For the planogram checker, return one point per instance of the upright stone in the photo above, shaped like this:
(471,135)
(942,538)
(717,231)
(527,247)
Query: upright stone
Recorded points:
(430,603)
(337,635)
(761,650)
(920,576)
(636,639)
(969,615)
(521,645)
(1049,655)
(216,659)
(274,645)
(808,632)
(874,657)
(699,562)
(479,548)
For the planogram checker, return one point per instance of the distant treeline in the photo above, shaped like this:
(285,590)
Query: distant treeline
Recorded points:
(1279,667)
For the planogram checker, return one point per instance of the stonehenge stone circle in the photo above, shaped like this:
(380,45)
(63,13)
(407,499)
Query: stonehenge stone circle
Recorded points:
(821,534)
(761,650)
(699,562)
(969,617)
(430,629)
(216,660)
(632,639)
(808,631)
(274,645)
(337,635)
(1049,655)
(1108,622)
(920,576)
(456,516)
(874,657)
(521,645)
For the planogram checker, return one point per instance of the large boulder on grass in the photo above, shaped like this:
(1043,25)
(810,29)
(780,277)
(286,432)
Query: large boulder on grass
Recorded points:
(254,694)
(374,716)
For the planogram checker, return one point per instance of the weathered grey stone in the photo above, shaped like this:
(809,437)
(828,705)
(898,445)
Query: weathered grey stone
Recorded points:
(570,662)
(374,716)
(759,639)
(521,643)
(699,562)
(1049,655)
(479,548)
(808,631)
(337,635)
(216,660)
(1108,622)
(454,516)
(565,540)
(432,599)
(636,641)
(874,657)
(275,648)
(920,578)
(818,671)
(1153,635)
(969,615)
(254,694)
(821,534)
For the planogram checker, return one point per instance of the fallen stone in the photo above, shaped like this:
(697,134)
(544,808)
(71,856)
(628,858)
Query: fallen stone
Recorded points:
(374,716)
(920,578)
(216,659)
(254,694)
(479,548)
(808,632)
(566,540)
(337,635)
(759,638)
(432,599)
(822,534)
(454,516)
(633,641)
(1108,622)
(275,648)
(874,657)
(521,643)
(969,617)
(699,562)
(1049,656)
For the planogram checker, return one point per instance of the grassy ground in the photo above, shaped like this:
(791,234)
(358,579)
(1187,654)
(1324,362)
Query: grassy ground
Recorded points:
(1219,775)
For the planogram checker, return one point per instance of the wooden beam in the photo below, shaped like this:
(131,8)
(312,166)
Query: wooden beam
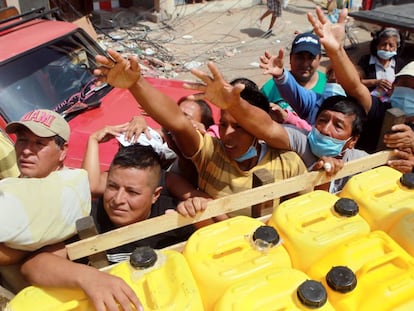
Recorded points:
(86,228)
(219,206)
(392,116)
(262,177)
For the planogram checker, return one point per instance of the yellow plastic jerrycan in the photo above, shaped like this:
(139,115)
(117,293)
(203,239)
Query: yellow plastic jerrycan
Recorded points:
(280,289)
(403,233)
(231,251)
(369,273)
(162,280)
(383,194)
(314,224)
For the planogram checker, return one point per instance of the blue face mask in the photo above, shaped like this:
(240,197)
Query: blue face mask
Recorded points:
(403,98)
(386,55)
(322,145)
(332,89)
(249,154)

--------------------

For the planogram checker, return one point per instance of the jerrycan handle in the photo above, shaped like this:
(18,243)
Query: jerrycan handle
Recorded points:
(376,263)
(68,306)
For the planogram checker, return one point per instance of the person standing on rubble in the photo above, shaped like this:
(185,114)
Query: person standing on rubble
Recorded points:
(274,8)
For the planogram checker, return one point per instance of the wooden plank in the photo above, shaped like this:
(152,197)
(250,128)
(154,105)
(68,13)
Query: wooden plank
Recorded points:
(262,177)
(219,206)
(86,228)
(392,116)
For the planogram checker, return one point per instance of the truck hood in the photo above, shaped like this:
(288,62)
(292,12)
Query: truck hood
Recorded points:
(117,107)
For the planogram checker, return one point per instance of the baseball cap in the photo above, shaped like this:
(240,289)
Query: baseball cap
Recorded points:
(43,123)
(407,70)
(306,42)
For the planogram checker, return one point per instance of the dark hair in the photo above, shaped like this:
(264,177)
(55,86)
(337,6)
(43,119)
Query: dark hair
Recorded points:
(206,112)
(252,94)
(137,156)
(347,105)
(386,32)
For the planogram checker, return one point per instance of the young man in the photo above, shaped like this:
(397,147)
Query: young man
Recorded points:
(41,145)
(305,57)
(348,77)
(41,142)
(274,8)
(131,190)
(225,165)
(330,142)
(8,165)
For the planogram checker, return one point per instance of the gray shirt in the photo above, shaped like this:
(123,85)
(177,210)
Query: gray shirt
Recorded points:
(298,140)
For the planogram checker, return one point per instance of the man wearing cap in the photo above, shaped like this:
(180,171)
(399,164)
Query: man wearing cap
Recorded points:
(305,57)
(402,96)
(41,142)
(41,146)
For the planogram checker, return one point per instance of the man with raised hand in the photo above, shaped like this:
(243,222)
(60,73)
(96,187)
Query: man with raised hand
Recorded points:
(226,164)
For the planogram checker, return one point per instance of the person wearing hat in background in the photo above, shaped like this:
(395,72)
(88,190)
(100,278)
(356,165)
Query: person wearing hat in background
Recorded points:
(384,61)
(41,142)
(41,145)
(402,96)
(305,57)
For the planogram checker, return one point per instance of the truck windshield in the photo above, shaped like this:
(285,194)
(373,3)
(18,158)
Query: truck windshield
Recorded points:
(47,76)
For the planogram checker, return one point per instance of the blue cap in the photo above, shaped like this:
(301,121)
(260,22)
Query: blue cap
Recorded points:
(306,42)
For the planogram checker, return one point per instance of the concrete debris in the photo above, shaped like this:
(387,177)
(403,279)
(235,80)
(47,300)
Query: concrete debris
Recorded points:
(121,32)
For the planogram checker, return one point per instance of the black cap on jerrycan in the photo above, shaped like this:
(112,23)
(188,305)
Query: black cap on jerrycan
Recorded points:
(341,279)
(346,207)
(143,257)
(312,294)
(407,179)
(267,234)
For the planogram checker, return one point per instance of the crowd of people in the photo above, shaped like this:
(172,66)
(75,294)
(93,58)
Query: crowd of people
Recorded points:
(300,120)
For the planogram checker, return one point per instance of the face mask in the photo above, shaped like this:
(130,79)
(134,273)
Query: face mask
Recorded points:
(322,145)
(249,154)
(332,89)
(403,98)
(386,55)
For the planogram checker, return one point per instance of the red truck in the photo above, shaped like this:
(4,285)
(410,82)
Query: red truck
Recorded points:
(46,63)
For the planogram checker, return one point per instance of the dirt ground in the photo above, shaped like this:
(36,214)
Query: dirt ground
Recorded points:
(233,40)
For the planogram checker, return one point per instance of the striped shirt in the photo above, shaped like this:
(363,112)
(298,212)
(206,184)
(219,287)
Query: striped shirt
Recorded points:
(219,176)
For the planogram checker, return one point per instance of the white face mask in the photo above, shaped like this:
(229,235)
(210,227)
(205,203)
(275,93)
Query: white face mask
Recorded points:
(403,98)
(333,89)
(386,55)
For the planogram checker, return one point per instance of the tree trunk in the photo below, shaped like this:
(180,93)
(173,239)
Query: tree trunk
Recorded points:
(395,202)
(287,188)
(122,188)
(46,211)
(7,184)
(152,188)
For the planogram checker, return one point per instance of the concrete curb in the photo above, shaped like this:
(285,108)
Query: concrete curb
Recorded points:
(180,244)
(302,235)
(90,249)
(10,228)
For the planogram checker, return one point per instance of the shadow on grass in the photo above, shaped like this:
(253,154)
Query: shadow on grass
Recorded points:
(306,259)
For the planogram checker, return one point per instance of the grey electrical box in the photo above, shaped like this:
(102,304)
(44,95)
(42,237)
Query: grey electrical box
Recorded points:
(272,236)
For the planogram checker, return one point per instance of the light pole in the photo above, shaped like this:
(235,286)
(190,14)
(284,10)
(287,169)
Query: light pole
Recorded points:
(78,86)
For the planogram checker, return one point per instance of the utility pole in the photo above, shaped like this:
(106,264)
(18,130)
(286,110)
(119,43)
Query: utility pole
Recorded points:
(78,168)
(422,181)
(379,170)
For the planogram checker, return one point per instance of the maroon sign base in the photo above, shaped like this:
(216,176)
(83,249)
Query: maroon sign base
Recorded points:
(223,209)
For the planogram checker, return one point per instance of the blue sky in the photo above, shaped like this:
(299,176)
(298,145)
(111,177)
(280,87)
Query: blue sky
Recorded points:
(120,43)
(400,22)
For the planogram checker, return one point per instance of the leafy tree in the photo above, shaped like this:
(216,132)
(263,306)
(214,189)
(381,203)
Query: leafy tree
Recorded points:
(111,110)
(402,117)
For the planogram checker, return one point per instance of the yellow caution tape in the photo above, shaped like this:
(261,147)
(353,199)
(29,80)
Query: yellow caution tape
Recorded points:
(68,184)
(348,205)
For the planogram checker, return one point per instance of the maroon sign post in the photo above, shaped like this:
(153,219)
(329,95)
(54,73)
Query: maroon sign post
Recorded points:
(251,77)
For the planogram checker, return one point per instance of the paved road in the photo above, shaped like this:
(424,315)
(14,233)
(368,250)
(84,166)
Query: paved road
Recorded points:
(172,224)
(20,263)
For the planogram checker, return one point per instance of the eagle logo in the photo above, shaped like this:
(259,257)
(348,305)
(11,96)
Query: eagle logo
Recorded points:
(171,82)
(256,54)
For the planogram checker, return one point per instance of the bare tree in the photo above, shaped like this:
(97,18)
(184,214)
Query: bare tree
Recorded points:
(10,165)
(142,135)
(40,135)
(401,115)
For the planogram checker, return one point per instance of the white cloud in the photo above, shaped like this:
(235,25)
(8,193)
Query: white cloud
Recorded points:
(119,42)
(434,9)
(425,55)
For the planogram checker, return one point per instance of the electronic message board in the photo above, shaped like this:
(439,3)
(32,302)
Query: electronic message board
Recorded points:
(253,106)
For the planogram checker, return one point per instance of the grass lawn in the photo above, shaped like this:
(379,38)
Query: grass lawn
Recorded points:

--------------------

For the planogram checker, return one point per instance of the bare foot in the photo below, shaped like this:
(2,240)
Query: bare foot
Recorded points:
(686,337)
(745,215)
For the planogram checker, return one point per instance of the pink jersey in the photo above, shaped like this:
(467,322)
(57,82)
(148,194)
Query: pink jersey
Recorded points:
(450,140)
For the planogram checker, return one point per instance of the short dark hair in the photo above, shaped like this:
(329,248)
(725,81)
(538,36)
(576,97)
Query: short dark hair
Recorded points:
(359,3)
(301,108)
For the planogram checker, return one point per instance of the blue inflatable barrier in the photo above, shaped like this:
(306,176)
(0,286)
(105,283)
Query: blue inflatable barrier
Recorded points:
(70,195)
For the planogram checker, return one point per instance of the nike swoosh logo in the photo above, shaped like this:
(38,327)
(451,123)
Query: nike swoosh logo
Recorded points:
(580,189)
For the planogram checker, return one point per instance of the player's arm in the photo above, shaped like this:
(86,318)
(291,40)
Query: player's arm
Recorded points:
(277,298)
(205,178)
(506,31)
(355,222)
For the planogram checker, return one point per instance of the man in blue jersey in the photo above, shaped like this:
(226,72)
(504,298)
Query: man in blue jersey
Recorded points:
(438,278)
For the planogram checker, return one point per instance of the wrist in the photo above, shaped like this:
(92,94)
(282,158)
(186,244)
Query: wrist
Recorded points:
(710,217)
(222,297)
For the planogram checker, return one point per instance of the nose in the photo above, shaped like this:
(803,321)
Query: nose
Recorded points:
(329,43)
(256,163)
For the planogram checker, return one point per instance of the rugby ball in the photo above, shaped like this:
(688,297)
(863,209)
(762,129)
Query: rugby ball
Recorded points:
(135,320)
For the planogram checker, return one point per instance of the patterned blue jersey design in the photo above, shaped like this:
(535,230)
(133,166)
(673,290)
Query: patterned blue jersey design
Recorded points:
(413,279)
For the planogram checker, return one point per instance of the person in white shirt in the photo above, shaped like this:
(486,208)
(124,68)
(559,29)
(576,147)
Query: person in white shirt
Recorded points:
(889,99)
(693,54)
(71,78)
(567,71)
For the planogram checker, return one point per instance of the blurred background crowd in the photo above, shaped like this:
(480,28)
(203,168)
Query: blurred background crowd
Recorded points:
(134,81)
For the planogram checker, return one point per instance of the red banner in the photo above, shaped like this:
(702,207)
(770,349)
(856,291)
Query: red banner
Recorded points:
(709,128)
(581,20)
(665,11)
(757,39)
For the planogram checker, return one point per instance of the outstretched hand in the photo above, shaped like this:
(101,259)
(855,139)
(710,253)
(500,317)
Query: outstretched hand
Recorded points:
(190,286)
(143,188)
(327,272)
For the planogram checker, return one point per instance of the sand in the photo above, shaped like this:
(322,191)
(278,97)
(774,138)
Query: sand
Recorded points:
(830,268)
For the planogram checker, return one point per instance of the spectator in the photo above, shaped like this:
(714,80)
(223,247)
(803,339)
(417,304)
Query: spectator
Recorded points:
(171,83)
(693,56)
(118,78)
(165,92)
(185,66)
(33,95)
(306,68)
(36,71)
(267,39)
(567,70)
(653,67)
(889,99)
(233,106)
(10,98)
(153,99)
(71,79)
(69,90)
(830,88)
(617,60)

--------------------

**WHAT TO PRODUCE**:
Pull out every line above that contains the string "hood". Matching is case-sensitive.

**WRITTEN SOLUTION**:
For the planogram checker, return one point per instance of the truck hood in the photo above, shaped like this:
Query: truck hood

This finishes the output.